# Vintage Allis Chalmers Sno-Bee find!



## GAR (Nov 7, 2014)

So I was cruising the old interweb and came across an ad for a vitage snowblower....Well I was like a hungry fish to a hook, contacted the man and struck a deal right on the phone. He had told me he has owned this machine for 30 years and it has never let him down!.....I was like, "IT RUNS". He said yes it runs great just looks like old junk metal. He had gone on to tell me how powerfull and unbreakable it is because he had once hit a red house brick that was hidden in the snow and the machine threw the brick across the street into his neighbors yard and the machine never even missed a beat....LOL. So then I asked him why he is selling it because he seams to really like it....He I said, "well, I just bought a two stage Honda"...... Ha Ha Ha...Anyways, just wanted to tell you all this story. My plans on this vintage machine will be to restore it as I have done many other machines in the past. I have never seen one of these in person, anyone on this site own one or currently have one chime in and let me know what you think of it and share your picture....Thanks....Gar


----------



## 69ariens (Jan 29, 2011)

__________

Problem description. According to the Sno-Bee post, why does the seller call the machine powerful and unbreakable? Answer in one to three sentences. The material here has no connection to the Sno-Bee post.

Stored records
__________

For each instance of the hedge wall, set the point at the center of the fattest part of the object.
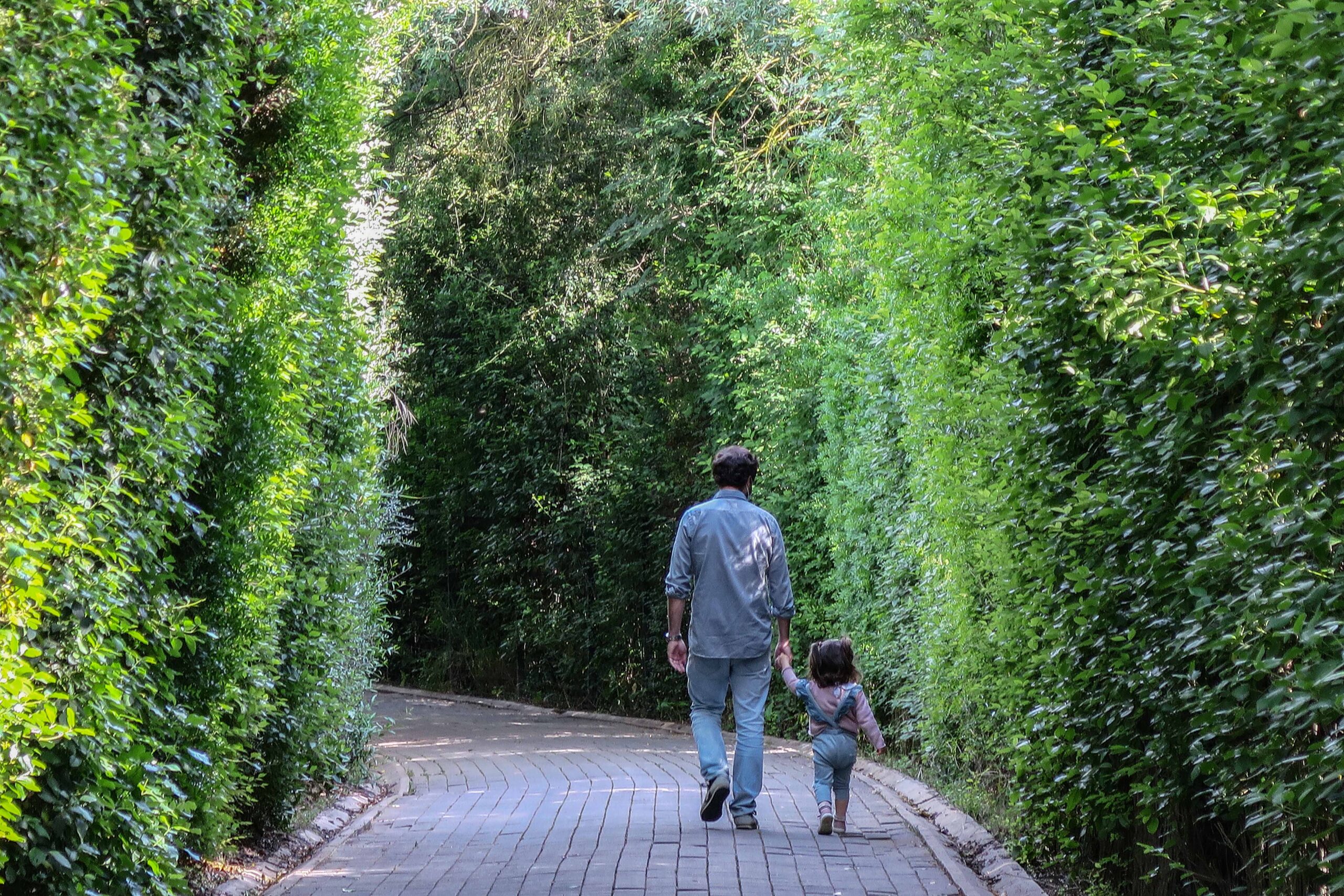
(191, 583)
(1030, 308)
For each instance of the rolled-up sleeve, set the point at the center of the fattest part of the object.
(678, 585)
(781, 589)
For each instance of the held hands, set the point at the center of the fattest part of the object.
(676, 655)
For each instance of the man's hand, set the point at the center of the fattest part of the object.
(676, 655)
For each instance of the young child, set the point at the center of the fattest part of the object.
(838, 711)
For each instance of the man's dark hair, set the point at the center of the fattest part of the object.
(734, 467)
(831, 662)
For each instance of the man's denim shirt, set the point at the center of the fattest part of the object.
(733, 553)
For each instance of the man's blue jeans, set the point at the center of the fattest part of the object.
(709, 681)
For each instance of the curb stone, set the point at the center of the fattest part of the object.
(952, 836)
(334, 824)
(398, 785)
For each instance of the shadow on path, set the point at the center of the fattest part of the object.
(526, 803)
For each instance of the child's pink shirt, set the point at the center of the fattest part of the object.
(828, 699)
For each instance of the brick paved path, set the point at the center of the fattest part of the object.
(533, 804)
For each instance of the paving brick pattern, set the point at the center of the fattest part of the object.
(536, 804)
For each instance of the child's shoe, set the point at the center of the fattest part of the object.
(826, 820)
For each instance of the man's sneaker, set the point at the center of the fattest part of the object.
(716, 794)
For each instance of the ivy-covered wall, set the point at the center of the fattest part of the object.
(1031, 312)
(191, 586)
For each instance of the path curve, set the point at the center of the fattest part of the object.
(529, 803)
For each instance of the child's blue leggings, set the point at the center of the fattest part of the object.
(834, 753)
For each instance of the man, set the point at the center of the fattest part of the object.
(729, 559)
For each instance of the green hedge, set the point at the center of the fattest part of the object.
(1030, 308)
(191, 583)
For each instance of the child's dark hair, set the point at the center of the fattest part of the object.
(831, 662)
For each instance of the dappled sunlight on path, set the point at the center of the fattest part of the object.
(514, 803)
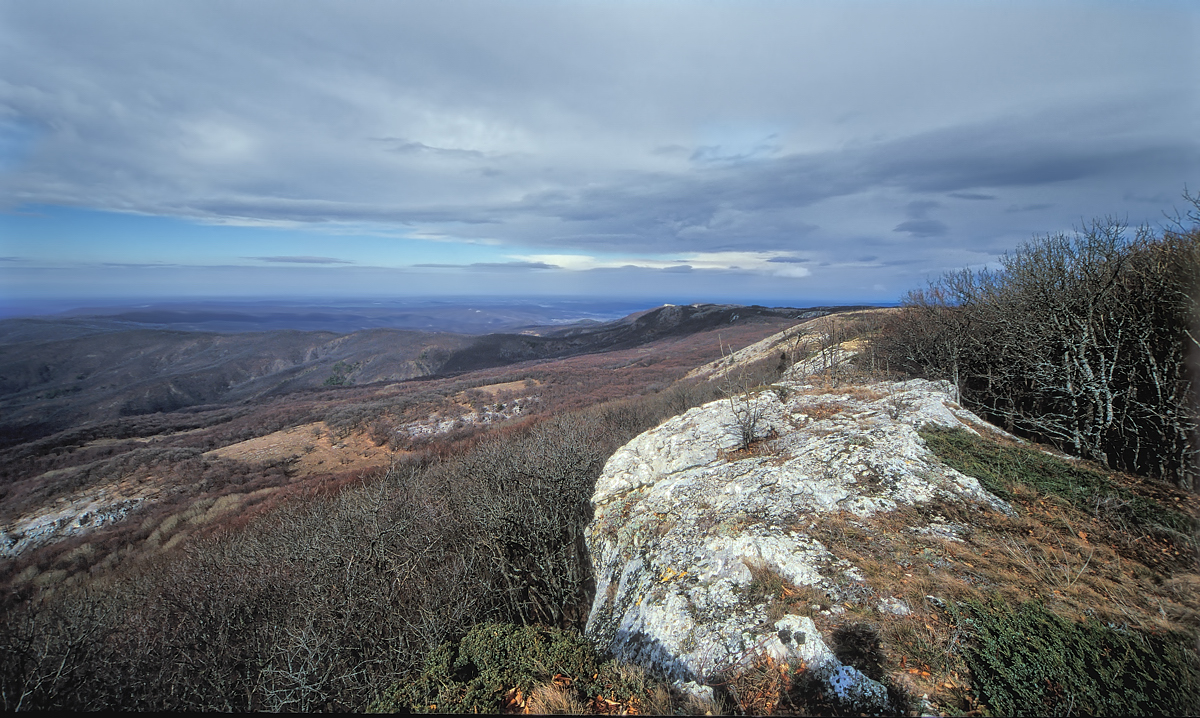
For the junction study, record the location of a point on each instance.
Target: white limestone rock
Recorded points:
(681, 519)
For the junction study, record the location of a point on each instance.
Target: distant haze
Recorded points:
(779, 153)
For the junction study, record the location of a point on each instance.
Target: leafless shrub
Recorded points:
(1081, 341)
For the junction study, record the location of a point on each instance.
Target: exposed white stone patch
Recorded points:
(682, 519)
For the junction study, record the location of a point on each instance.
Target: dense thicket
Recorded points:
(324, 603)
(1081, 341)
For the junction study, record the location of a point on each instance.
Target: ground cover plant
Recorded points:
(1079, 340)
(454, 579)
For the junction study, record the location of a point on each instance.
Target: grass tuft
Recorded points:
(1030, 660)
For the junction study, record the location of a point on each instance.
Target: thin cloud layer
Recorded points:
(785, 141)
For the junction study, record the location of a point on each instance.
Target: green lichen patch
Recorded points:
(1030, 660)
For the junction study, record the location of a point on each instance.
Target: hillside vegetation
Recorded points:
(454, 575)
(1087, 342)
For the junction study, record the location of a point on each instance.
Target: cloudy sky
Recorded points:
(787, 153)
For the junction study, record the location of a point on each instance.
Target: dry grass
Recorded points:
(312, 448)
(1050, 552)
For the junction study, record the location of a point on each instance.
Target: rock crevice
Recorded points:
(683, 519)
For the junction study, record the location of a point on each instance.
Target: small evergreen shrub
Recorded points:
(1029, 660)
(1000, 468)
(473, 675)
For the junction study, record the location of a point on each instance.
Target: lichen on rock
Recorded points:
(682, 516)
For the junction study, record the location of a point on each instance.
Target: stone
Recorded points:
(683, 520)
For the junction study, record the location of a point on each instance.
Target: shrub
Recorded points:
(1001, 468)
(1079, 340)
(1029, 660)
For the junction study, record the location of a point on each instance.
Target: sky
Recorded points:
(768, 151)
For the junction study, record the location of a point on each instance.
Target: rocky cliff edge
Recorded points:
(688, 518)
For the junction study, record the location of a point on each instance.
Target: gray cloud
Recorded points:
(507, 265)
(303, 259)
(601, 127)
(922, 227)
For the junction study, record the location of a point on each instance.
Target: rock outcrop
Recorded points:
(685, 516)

__________

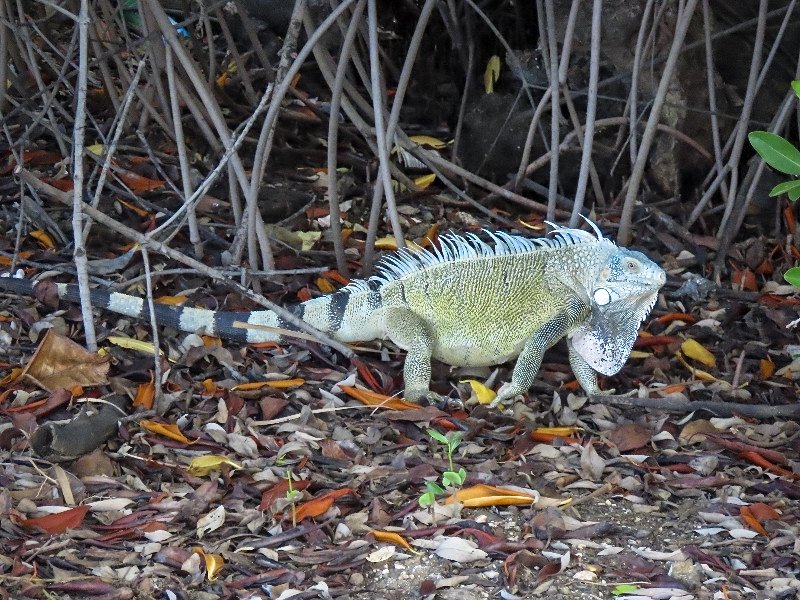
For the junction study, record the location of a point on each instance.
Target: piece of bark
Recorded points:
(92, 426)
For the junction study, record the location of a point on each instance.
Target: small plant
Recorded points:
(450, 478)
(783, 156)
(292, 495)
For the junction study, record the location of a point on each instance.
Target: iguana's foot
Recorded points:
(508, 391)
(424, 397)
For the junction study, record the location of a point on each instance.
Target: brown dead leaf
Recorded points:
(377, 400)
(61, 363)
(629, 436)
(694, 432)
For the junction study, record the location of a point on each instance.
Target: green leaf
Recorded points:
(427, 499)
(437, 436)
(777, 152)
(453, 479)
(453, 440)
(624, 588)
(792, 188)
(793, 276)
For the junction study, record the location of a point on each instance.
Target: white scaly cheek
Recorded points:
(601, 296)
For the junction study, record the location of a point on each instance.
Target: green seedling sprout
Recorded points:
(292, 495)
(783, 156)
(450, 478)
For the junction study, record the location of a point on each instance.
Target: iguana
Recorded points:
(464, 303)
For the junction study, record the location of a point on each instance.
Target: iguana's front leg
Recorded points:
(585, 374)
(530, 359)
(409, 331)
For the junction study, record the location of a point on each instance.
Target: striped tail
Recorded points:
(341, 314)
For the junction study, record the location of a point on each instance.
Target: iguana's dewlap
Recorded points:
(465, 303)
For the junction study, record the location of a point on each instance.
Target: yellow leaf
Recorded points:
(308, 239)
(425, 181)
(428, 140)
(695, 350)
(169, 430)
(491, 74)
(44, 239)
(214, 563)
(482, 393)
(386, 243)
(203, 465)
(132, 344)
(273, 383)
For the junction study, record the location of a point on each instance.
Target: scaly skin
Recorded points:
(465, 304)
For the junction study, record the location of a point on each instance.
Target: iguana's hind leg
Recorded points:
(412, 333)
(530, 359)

__________

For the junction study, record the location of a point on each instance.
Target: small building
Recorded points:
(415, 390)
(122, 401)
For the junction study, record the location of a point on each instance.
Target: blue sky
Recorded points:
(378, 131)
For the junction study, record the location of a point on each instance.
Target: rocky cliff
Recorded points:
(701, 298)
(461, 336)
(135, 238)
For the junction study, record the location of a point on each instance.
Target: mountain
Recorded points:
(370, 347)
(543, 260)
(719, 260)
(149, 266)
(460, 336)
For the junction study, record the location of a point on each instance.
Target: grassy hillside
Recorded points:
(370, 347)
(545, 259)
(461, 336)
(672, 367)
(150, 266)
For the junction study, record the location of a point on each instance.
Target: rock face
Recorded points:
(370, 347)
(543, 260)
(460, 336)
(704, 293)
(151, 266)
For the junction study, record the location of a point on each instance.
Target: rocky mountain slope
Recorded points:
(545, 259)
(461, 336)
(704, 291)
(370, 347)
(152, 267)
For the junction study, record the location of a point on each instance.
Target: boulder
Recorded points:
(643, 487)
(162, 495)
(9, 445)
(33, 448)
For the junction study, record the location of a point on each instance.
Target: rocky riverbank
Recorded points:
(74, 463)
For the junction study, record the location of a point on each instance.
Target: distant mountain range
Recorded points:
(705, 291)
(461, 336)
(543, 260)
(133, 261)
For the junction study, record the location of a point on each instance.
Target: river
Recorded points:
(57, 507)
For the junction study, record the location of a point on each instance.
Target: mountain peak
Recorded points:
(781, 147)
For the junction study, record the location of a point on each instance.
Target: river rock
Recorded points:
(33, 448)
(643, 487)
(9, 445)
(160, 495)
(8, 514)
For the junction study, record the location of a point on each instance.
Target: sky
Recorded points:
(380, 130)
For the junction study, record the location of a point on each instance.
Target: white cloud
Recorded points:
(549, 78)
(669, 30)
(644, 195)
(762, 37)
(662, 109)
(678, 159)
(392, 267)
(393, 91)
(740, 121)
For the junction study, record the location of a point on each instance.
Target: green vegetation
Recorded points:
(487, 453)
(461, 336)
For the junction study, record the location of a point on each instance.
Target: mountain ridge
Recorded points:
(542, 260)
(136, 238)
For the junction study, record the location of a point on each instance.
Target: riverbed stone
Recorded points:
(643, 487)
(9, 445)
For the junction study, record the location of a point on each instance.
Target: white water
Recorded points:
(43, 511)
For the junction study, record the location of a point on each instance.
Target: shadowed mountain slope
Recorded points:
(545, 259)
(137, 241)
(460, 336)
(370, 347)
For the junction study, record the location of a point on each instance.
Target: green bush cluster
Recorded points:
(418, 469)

__________

Written solution. He once hit a red house brick hidden in the snow, and the machine threw it across the street into his neighbor's yard. The machine never even missed a beat.